__LIST OF TASKS__:
(1) According to the cable franchise passage, who controls and regulates the entire network?
(2) Translate this sentence from the cable franchise passage into Spanish: "The franchisee has access to the signals provided by respondent No.1."

__TEXT TO READ__:
----

Our attention was also invited to certain terms and conditions of the  franchise agreement entered into between the cable operator and sub-cable  operator.  According to Mr. V.R.Reddy, learned senior counsel, the services  rendered by respondent No.1 is not restricted only to receiving signals but  also extends to sending certain visual images and audio and other  information by means of telecommunication network for presentation to  members of public and in the present case respondent No.1 sends visual  images and audio signals for presentation to the individual subscribers  through their feeder line i.e. coaxial cable or any other device used for  transmitting audio and visual signals in terms of clause 2 of the agreement.   The franchisee has access to the signals provided by respondent No.1.   Therefore, it cannot be disputed that the price or prices received or  receivable by respondent No.1 is the amount received or receivable by him  for transmitting the signal for exhibition of any performance, film or any  other programme telecast and the aggregate of such prices or amounts is the  gross receipt of respondent No. 1 in relation to any month or part thereof.  It  was further submitted that sub-cable operators, as franchise, cannot render  any service to any subscriber or various independent of or contrary to, any  terms and conditions laid down in the agreement.  A franchisee is merely an  executor within the meaning given by respondent No. 1 in the agreement.   The films, programmes performance can be telecast to the viewers only  when the respondents receive signals and sends image and audio signals to  their sub-cable operator for immediate presentation to such viewers.   Therefore, whatever entertainments are derived by the members of public or  viewers in houses, flats, being the subscribers, against payment is possible  only because of their receiving signals and transmission of image and audio  signals by the respondent and, as such, the source of entertainments is  respondent No. 1 and the entire network is controlled and regulated by him.

----

__DATA SECTION__:

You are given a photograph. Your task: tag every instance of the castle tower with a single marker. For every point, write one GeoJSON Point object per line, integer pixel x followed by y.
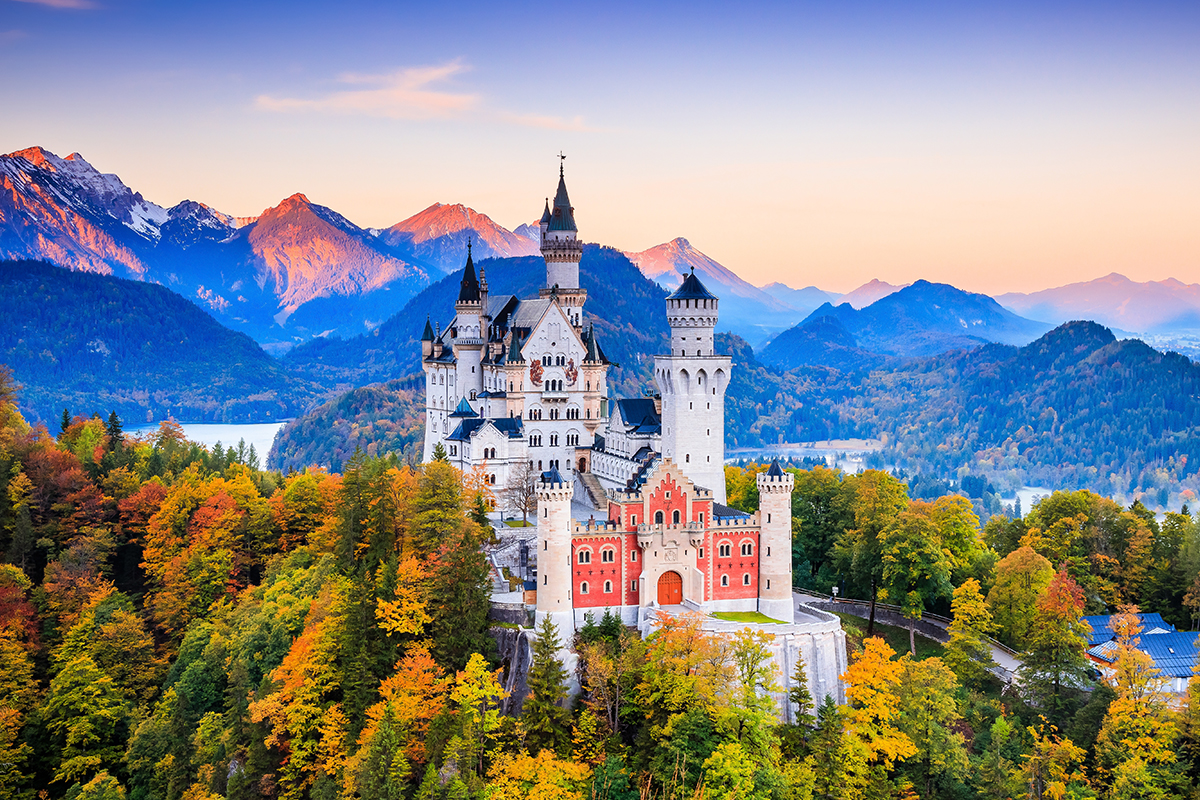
{"type": "Point", "coordinates": [555, 552]}
{"type": "Point", "coordinates": [471, 330]}
{"type": "Point", "coordinates": [691, 382]}
{"type": "Point", "coordinates": [775, 543]}
{"type": "Point", "coordinates": [562, 250]}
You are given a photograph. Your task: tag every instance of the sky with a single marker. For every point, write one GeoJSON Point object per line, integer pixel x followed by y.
{"type": "Point", "coordinates": [995, 146]}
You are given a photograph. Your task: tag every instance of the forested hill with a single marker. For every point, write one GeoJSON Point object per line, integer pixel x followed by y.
{"type": "Point", "coordinates": [99, 343]}
{"type": "Point", "coordinates": [625, 307]}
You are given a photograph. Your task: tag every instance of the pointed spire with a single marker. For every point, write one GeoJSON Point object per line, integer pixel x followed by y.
{"type": "Point", "coordinates": [469, 290]}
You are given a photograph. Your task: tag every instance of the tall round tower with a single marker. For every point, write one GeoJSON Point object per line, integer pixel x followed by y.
{"type": "Point", "coordinates": [563, 251]}
{"type": "Point", "coordinates": [555, 495]}
{"type": "Point", "coordinates": [691, 380]}
{"type": "Point", "coordinates": [775, 543]}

----

__RESULTS__:
(1) Respondent No. 1 controls and regulates the entire network.

(2) El franquiciado tiene acceso a las señales proporcionadas por el demandado n.º 1.